Goal of the exercise
Return the records that follow, unchanged and complete.

Data for analysis
····················

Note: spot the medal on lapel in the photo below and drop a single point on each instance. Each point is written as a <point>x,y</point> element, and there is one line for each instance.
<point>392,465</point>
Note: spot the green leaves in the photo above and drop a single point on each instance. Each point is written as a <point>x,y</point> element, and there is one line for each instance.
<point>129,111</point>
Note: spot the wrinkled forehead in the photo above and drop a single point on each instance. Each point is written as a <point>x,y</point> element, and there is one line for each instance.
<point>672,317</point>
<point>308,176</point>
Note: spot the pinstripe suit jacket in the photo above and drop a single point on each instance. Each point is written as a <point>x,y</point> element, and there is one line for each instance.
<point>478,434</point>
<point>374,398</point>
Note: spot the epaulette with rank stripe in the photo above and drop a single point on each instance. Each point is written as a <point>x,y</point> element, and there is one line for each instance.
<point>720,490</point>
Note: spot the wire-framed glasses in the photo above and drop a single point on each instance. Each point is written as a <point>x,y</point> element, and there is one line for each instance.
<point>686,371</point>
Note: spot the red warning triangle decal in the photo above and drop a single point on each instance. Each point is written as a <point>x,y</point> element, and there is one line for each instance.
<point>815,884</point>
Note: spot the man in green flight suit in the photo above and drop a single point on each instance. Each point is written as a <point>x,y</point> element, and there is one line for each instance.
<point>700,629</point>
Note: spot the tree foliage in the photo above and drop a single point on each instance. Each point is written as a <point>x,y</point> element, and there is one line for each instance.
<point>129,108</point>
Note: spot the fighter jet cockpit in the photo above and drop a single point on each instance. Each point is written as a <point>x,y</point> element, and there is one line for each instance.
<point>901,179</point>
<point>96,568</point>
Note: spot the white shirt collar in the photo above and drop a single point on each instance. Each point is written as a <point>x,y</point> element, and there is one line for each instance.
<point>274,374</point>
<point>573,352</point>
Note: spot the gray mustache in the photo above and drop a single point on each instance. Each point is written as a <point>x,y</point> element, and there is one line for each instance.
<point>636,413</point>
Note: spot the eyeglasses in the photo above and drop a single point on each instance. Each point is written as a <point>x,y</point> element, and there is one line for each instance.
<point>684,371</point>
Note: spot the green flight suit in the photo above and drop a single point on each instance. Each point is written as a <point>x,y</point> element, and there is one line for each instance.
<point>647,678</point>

····················

Result of this exercise
Note: spot the medal on lapel in the photo below and drop a single point on each instance. Each point is written as a <point>x,y</point> element, and there is one line for each instance.
<point>392,465</point>
Note: spot the green leaves in the photo above and drop a single point on each instance. Each point is written as a <point>x,y</point> element, and there is one line for each instance.
<point>129,111</point>
Note: spot the wrinkled forehead in the photo above and drop a single point on each instance. Each point is written as a <point>x,y</point> element, and there is one line for each instance.
<point>672,317</point>
<point>308,176</point>
Note: spot the pinstripe suit jacket in the photo above and drop a single point on each instance. Each point is written as a <point>x,y</point> element, and there is one line for each instance.
<point>478,434</point>
<point>374,398</point>
Note: spot the epaulette with rank stripe in the photo above and drop a single point on each instance. Each point is written as a <point>x,y</point> element, and there is one line for each instance.
<point>720,490</point>
Note: spot the wire-framed glasses in the photo above and drop a single point on each instance. Each point is written as a <point>x,y</point> element, and there is one line for each instance.
<point>686,371</point>
Note: spot the red warning triangle decal in the photo above and drop a single point on each instance. Each point is written as a <point>x,y</point> element, and there is one line for each instance.
<point>815,884</point>
Note: spot the man in green flight suit in the photo above and drop a single point on each instance. Each point is written as a <point>x,y</point> element, and there is one line for each instance.
<point>700,629</point>
Note: spot the tree foliage in the photo above and drop a single point on each instance. Each point is written as a <point>x,y</point> element, and there is one line for each instance.
<point>129,108</point>
Note: spot the fighter jet cockpit in the photo above and drop a single point on each instance. Each point is written as a <point>x,y</point> element, and there is one line for each instance.
<point>901,179</point>
<point>96,568</point>
Note: spot the white shirt collar in the photo above and drop a single point on each instance. Each point is written as a <point>x,y</point> element, and there is one line for each instance.
<point>274,374</point>
<point>573,352</point>
Note: spot the gray mustache in the photo above and drop a single point on each instance. Each point is written as a <point>x,y</point> element, and there is one line for each instance.
<point>636,413</point>
Note: spot the eyeglasses in the photo above and drop a single point on each instance. Each point is written as a <point>x,y</point> element, and there is one line for each instance.
<point>684,371</point>
Note: spot the green flight suit in the photo above and drop a single point on each instance. Each point is written as a <point>x,y</point> element, and there is one line for each instance.
<point>647,678</point>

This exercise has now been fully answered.